═══ RECORDS FOR THE EXERCISE

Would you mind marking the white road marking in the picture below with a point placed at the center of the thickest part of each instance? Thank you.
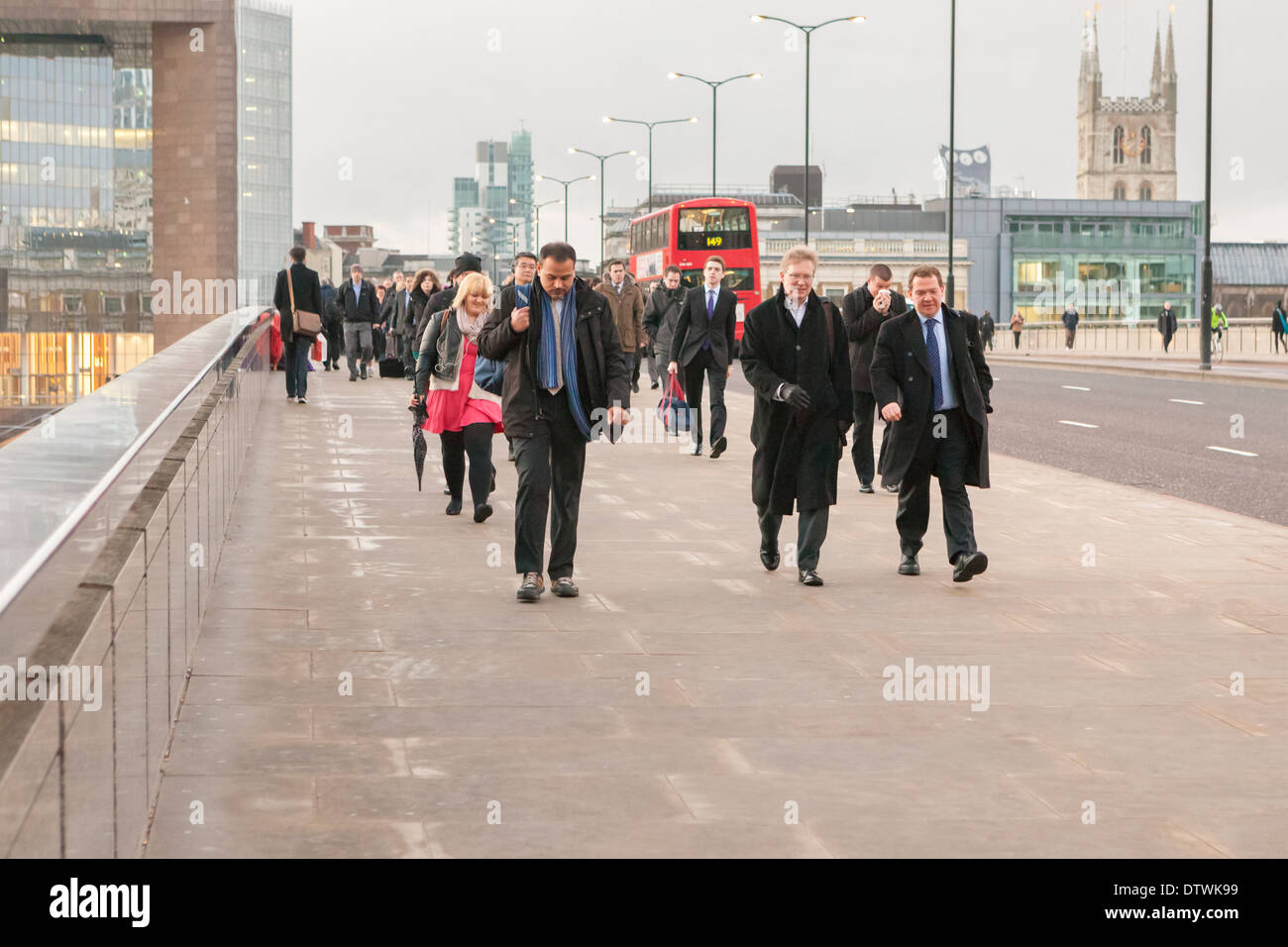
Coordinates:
(1231, 450)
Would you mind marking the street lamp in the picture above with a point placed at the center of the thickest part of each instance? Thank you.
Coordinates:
(649, 125)
(601, 159)
(713, 86)
(536, 208)
(566, 183)
(807, 31)
(490, 244)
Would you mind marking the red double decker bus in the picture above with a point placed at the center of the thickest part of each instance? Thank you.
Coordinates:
(687, 234)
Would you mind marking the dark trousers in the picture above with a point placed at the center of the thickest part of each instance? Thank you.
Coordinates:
(334, 343)
(550, 466)
(295, 364)
(476, 442)
(945, 458)
(704, 365)
(864, 414)
(810, 532)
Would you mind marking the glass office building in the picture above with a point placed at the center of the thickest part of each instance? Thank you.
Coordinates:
(1111, 260)
(265, 227)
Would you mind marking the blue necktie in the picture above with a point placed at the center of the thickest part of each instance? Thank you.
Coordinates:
(932, 351)
(711, 311)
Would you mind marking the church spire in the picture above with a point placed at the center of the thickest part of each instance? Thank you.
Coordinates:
(1170, 69)
(1155, 77)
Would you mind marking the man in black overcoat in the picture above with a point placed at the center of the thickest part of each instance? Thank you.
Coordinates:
(795, 357)
(931, 381)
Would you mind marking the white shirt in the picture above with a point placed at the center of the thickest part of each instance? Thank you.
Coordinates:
(944, 356)
(797, 312)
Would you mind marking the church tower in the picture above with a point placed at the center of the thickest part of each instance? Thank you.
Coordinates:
(1126, 146)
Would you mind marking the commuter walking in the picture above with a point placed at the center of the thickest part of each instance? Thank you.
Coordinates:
(1070, 326)
(565, 365)
(864, 311)
(702, 347)
(297, 289)
(931, 380)
(459, 411)
(1166, 325)
(661, 313)
(359, 305)
(1017, 328)
(795, 359)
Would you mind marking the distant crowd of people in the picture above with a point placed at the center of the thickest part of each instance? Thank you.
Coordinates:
(552, 363)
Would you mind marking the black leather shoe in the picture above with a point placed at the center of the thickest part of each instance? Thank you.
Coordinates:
(969, 565)
(529, 587)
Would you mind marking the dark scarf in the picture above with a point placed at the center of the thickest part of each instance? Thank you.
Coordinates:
(548, 367)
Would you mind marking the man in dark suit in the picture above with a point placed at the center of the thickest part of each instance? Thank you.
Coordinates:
(357, 302)
(566, 375)
(795, 360)
(703, 344)
(931, 381)
(295, 344)
(863, 312)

══════

Copy out every line of the records above word for word, omitting the pictures.

▶ **COMPLETE ANSWER**
Would you mind marking the white road marking in the picture below with a point placed at the center of the thickest part of each instance? Thank you.
Coordinates:
(1231, 450)
Would you mind marking the street lamp in the picture above with a point placed at the center of the thickest part of each instance? Thank you.
Coordinates:
(649, 125)
(601, 159)
(713, 86)
(536, 208)
(566, 183)
(807, 31)
(490, 244)
Would you mind marking the red double decker bus in the picture above with a point placed at the center of the thickest part of each instance? Thank you.
Coordinates:
(687, 234)
Would you mind marking the dark trousers in the picture above with a point placed at the center of the thickest part of each instance? Thank you.
Coordinates:
(334, 343)
(550, 466)
(295, 364)
(476, 442)
(945, 458)
(704, 365)
(864, 414)
(810, 532)
Would you mind marking the glass office building in the picture above with a point placed at the center of the thickest part of each instance? Thank you.
Coordinates:
(1111, 260)
(265, 227)
Would you mind marking the blue necktie in the picture above with a point placed at the center of the thickest part of each instance? Thank you.
Coordinates:
(932, 351)
(711, 311)
Would you mind marking the church spire in the picture above with a point placed at the center of the thickest part of each instance? Thank you.
Coordinates:
(1170, 69)
(1155, 77)
Would you mind marking the man in black overcoat in the picture above with a point placed at the center of the thickest part of each instance? Thank you.
Coordinates:
(795, 357)
(931, 381)
Would you mind marking the white shirt in the picture above with a point placed at the center of the thickest part of each instance? Thank you.
Coordinates:
(944, 356)
(797, 312)
Would you mind marking the church tower in the picture above with a point placed at the center of the thickest part of each instance? Thank you.
Coordinates:
(1126, 146)
Would you mind marking the commuter walking in the picture above with a point placed at the center of the thickest part of each instance? Thank you.
Coordinates:
(1070, 326)
(565, 365)
(864, 311)
(702, 347)
(297, 289)
(931, 380)
(459, 411)
(1166, 325)
(661, 313)
(359, 305)
(1017, 328)
(795, 359)
Would you mind marking the distant crowd of people in the picture above with a point placed at the center of the thickest part of each instance? Thank you.
Coordinates:
(552, 363)
Would you mind marking the black leather shoe in the picture above with a point placed at the center of the thickest part of each instance? Thank you.
Coordinates:
(969, 565)
(529, 587)
Would you mind marking the dark scarf in the picture above with a point placed at the center of the thickest part of each instance? Thank you.
Coordinates:
(548, 367)
Would you mind marking the man in dark suit in the picture above with a point placed at the center of the thickest part of each instance? Thank you.
Coordinates:
(357, 302)
(566, 375)
(795, 360)
(703, 344)
(931, 381)
(295, 344)
(863, 312)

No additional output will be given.